## TRY IT
State how many lines in the records below contain the word "missing". Nothing else is needed.

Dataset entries
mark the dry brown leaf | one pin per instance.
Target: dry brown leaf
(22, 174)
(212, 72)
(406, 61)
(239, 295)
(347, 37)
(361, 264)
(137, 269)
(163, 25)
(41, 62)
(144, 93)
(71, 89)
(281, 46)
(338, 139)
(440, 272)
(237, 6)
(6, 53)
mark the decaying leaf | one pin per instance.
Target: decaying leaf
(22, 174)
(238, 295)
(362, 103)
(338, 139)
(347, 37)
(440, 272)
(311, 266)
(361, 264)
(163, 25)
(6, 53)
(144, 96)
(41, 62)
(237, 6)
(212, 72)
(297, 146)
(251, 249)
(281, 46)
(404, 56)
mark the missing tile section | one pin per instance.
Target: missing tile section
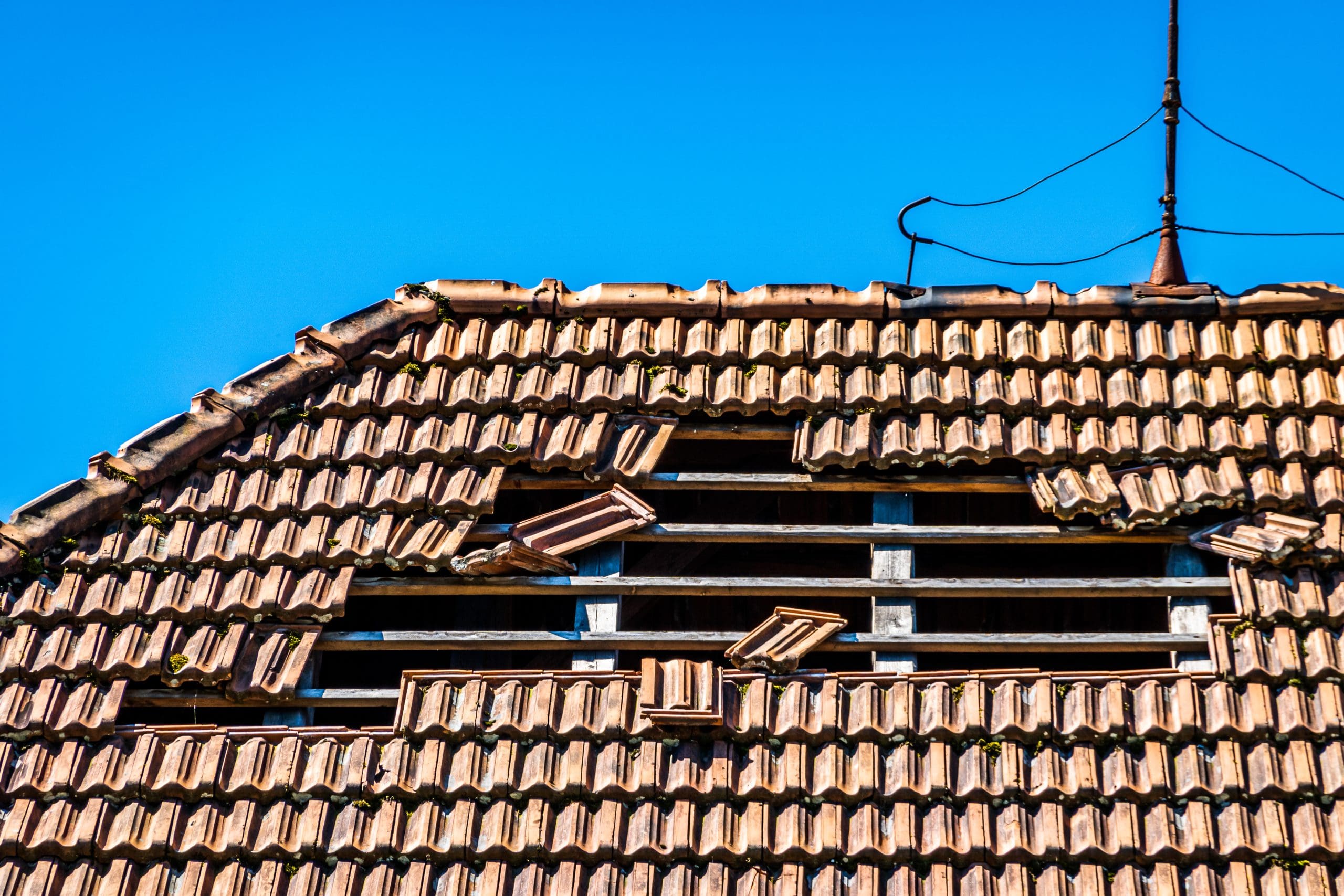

## WORKED SOLUTION
2